Reproduce the lines from the one containing "of the inscription" to the one containing "M115 98L117 100L121", both included, exactly as they stand and nothing else.

> PROVIDED ENTRIES
·····

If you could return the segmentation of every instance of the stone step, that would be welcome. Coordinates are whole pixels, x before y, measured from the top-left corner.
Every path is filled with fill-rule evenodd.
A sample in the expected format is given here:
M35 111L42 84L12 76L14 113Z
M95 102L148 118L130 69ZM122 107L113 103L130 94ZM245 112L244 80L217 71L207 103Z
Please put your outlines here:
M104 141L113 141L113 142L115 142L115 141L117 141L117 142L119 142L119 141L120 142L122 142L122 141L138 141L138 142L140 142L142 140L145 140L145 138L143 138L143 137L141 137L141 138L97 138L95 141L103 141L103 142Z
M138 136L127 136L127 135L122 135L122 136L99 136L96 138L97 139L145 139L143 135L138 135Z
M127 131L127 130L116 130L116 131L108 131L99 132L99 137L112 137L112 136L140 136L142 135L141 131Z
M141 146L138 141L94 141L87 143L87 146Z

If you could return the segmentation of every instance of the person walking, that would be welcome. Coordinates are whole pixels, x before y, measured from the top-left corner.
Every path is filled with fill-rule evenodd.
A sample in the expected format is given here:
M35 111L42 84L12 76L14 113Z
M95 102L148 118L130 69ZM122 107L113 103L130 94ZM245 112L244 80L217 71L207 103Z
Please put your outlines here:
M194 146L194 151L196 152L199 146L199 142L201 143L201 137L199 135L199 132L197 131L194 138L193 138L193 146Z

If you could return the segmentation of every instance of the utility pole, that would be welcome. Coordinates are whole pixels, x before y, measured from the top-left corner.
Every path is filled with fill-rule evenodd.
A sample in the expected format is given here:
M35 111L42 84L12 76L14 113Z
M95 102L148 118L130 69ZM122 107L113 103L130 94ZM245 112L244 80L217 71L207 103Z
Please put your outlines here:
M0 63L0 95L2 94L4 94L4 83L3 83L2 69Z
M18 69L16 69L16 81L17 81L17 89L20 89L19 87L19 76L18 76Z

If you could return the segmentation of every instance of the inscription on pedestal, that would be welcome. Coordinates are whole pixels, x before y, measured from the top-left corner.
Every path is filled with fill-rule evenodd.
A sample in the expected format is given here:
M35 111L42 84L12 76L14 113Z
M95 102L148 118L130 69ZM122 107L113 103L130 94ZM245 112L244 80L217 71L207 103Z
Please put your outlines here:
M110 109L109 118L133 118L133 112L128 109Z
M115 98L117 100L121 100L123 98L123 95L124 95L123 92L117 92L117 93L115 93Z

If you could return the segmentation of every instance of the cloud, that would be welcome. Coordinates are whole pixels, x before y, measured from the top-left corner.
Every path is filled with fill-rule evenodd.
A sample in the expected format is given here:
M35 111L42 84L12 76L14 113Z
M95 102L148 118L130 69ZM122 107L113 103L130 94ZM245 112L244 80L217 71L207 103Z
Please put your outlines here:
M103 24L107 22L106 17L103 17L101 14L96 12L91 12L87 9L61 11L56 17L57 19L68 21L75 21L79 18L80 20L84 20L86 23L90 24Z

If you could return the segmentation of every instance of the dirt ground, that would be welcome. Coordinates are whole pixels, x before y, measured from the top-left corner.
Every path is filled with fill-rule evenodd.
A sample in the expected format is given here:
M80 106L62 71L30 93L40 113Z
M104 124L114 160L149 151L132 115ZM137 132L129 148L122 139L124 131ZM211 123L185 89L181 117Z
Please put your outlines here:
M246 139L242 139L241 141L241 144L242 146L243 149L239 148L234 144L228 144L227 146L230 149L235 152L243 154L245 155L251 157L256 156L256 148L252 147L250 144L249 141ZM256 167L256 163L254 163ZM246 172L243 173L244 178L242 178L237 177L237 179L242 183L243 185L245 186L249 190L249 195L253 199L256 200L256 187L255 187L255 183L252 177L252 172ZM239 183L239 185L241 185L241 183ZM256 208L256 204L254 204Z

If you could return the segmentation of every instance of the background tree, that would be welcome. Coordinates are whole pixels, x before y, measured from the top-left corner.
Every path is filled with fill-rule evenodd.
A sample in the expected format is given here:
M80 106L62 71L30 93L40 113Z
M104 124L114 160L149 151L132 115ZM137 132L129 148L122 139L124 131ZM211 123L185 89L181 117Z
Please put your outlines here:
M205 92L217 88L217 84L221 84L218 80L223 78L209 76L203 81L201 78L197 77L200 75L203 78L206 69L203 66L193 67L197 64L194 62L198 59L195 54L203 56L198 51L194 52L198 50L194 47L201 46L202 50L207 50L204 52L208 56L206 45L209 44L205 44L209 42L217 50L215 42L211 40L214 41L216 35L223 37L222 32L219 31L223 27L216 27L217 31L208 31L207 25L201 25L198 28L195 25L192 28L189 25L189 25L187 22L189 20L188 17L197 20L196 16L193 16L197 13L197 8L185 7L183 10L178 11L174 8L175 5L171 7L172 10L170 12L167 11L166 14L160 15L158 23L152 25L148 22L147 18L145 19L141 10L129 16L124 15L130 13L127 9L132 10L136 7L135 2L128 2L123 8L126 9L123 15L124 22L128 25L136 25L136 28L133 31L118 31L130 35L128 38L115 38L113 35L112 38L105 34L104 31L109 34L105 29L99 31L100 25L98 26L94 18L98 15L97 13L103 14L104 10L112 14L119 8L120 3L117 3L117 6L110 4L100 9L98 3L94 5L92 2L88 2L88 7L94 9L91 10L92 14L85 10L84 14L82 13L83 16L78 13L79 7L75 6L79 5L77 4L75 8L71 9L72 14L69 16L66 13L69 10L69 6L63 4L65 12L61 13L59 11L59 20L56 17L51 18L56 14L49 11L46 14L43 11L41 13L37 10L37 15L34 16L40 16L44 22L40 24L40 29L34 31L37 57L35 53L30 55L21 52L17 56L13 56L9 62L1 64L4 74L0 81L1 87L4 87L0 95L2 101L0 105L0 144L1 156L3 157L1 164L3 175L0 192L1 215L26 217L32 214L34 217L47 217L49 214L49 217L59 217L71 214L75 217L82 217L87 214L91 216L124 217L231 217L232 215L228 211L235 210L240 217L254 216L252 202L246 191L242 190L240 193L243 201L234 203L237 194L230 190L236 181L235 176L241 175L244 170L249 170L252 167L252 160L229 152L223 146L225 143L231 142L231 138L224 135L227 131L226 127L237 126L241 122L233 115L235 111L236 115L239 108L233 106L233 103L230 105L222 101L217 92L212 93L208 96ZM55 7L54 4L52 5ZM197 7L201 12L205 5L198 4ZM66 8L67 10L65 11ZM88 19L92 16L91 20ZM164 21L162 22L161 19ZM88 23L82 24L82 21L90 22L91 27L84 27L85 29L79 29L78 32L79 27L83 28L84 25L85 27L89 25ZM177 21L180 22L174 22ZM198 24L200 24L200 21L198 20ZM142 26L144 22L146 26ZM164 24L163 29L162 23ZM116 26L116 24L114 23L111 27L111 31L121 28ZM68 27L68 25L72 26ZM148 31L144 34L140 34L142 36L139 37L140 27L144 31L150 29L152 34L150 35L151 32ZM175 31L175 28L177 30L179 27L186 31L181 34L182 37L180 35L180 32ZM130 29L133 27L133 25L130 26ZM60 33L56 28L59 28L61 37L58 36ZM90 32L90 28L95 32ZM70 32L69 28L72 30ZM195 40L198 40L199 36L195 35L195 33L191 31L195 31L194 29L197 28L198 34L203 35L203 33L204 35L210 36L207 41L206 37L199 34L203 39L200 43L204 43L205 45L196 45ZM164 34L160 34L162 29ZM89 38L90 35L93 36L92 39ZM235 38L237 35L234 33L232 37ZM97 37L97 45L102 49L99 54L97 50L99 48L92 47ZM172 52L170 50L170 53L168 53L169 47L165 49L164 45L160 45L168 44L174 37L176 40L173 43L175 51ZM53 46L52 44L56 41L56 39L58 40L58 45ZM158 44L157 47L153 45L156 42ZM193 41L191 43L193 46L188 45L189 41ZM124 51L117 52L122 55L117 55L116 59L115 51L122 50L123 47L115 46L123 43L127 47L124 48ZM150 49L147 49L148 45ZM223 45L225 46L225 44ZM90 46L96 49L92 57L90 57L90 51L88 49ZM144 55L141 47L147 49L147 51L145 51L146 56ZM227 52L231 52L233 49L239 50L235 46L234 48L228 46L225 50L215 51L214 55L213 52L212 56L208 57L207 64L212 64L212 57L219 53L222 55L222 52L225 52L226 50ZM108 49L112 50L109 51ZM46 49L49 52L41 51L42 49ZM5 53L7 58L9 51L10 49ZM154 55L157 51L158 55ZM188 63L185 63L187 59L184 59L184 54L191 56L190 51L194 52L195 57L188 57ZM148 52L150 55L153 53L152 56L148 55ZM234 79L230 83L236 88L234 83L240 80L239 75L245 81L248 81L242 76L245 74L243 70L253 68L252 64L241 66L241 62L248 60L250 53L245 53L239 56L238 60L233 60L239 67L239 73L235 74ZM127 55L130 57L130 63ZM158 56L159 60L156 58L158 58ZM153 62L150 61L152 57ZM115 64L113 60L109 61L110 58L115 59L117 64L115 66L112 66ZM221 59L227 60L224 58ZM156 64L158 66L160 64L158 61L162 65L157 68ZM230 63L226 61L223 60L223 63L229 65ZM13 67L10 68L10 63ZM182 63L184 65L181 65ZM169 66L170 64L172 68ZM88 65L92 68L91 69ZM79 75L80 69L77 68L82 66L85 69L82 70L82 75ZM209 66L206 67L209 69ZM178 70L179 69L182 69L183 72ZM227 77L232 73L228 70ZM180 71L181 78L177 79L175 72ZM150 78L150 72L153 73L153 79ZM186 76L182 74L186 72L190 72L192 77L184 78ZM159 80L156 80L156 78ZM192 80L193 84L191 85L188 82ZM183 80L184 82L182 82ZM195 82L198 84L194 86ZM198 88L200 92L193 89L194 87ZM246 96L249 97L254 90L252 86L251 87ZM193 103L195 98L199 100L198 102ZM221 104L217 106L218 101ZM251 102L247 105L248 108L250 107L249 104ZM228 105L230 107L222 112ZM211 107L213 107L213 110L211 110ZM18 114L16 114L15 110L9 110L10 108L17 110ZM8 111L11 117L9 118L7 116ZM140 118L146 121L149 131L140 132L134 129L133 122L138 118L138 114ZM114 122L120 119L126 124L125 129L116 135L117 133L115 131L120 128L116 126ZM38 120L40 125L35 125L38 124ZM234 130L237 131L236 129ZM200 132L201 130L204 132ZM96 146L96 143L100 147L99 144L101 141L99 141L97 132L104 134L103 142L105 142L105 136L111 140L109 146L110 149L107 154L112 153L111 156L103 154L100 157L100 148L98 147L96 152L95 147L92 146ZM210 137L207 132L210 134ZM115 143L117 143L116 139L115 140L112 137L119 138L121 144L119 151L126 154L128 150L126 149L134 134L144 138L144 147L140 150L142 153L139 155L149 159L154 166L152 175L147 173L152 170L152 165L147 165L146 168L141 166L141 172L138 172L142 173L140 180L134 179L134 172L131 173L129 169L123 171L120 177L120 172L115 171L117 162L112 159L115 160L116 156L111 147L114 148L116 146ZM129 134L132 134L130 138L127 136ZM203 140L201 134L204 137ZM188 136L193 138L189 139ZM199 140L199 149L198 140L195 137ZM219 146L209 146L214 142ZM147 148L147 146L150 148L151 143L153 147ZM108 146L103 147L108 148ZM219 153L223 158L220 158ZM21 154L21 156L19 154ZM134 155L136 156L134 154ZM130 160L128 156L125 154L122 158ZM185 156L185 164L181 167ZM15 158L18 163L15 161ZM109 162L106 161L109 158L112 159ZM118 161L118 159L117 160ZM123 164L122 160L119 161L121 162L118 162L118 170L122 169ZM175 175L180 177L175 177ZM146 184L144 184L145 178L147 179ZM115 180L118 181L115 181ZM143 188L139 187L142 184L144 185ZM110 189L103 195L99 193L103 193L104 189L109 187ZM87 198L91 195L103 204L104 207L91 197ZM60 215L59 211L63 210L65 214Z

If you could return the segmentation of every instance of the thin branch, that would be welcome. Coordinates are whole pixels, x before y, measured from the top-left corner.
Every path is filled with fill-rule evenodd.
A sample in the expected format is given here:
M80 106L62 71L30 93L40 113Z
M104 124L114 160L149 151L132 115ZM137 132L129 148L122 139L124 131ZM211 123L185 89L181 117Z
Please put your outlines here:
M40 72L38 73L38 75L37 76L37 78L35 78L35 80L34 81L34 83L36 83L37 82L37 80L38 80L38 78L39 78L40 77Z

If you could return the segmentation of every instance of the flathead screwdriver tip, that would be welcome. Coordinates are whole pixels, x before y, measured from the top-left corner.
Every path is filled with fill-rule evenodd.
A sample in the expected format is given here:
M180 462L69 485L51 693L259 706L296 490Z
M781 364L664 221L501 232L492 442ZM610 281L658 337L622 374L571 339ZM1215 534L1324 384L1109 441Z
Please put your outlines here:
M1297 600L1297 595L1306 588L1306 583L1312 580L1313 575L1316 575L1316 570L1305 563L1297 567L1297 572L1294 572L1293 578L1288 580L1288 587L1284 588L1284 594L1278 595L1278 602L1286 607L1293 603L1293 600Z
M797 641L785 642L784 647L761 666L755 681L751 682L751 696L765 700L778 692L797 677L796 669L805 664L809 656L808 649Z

·····

> SOLUTION TO THIS TASK
If you could return the segmentation of every instance of the inscription on pedestal, that would be welcome. Coordinates are whole pixels, x before y, measured from the top-left corner.
Every path is filled with fill-rule evenodd.
A sample in the expected format is given here:
M35 111L42 84L12 76L14 113Z
M95 102L148 118L130 69ZM122 107L113 103L130 94ZM245 112L244 80L217 71L207 103Z
Please put your outlines here:
M110 109L109 118L133 118L133 112L128 109Z
M115 98L117 100L121 100L123 98L123 95L124 95L123 92L117 92L117 93L115 93Z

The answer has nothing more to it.